▸ REQUIRED ACTIONS:
1. In the forum post about the MP3 Filename Beautifier, what software does the tool require?
2. Continue the forum post about the MP3 Filename Beautifier from where it stops.

▸ DOCUMENT EXTRACT:
Today I wrote a small tool that cleans up most of the bullshit one usually find in names of downloaded files, takes care of proper casing, spaces, brackets, etc.
It works really well for me. I just ran it over a my collection and it's a true beauty now, without any manual editing. Maybe someone of you can put in in use too.
Use on your own risk, unsupported software, blabla, etc.
The MP3 Filename Beautifier requires Perl (Perl for Windows is here).
'Yeah, That's what Jesus would do. Jesus would bomb Afghanistan. Yeah.' - snowlion
does it only work for the File Names or for the ID3 Tags too?
I've found that filenames are usually are more reliable source for artist name and song title than ID3 tags. I'm considering having the beautifier read out ID3 tags in case no artist name can be extracted from the filename.

▸ DATASET ENTRIES:
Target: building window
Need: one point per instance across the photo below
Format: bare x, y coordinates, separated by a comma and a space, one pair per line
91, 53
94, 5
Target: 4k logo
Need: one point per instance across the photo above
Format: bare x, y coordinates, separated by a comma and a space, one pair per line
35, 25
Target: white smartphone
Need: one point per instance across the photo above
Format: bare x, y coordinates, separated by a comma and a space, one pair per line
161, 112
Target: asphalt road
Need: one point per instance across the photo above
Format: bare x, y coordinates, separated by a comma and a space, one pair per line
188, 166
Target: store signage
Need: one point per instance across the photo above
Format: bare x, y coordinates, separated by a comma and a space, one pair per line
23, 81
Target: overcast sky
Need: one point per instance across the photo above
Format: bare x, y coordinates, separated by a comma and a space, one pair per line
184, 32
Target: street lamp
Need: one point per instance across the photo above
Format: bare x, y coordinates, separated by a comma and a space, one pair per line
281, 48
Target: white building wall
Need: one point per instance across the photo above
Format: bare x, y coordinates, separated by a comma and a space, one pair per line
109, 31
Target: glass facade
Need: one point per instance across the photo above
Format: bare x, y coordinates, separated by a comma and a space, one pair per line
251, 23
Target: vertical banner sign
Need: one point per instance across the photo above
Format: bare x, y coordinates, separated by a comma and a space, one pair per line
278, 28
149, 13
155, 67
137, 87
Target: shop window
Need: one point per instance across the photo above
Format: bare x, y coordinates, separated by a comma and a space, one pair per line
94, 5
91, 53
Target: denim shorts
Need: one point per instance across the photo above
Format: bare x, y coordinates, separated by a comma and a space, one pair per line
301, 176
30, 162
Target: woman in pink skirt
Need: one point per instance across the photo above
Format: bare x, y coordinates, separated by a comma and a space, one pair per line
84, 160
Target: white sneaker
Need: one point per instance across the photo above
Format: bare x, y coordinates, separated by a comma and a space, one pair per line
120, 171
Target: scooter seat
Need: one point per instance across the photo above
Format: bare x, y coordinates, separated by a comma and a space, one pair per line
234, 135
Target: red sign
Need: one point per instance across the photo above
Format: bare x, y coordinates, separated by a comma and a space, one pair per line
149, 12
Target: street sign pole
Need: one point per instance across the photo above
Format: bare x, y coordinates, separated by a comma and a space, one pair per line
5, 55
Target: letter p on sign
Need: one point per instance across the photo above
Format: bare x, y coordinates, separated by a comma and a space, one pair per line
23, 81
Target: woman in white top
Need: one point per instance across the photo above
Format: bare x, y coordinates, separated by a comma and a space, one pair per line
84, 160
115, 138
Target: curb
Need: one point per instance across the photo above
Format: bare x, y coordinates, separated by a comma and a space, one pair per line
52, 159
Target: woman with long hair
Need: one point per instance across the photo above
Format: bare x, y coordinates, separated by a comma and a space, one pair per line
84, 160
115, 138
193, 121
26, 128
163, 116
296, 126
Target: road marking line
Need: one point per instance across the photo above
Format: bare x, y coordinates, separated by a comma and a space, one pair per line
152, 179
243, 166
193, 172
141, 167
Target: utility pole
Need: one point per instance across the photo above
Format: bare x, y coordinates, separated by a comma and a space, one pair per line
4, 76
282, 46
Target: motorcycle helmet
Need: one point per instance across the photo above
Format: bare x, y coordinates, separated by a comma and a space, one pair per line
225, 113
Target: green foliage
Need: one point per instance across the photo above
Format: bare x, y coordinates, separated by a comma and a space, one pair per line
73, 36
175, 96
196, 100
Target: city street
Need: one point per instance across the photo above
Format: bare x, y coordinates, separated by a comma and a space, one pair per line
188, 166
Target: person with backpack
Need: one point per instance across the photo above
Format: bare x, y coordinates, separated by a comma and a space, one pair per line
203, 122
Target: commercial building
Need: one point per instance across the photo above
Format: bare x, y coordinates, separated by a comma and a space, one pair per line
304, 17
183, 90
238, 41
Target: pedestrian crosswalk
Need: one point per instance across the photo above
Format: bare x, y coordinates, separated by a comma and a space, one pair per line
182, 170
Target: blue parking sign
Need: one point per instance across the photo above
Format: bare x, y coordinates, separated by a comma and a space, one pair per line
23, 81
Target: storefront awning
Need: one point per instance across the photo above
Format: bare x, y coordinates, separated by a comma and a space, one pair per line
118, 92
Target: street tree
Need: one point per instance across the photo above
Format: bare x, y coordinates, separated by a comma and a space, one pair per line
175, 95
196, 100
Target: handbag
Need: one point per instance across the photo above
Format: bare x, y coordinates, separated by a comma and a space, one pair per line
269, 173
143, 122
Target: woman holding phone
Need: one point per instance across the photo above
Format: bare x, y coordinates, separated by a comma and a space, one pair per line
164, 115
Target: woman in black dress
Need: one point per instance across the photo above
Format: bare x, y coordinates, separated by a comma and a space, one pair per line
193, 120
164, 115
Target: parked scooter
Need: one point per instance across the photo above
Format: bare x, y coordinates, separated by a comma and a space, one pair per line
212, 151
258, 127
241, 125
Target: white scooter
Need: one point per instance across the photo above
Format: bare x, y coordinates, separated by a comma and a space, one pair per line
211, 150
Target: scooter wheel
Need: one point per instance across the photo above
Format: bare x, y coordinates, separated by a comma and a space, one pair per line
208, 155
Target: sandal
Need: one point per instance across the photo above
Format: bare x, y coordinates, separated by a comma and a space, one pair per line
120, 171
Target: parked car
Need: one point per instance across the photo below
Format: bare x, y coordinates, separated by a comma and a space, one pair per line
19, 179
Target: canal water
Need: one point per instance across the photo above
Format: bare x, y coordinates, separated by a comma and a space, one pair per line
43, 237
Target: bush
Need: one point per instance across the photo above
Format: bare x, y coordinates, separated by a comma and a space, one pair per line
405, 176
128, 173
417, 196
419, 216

▸ TASK-BY-TASK OUTPUTS:
1. Perl.

2.
As things are I consider ID3 tags pretty superfluous. Hardly anyone bothers to fill them with data. The crucial stuff (artist, title, genre) can be indicated much more easily by having clean filenames in a thought out directory structure.
Some possible insight into that in an explanation why meta data doesn't work.
I use MP3 Tag Studio from Magnus Branding
It's supports Mass Tagging and loads of other features, i think it a very good tool
I've tried a number of MP3 taggers. They're not bad, but I was never really satisfied (I'm very picky you see :). My main concern was that these applications update the timestamps on my songs and I like the possibilities to have my tracks listed in the order I created or downloaded them.
'Yeah, That's what Jesus would do. Jesus would bomb Afghanistan. Yeah.' - snowlion
My main concern was that these applications update the timestamps on my songs and I like the possibilities to have my tracks listed in the order I created or downloaded them.
... and thats possibly out of the same reason that _I_ like 'em sorted by date and not by name :)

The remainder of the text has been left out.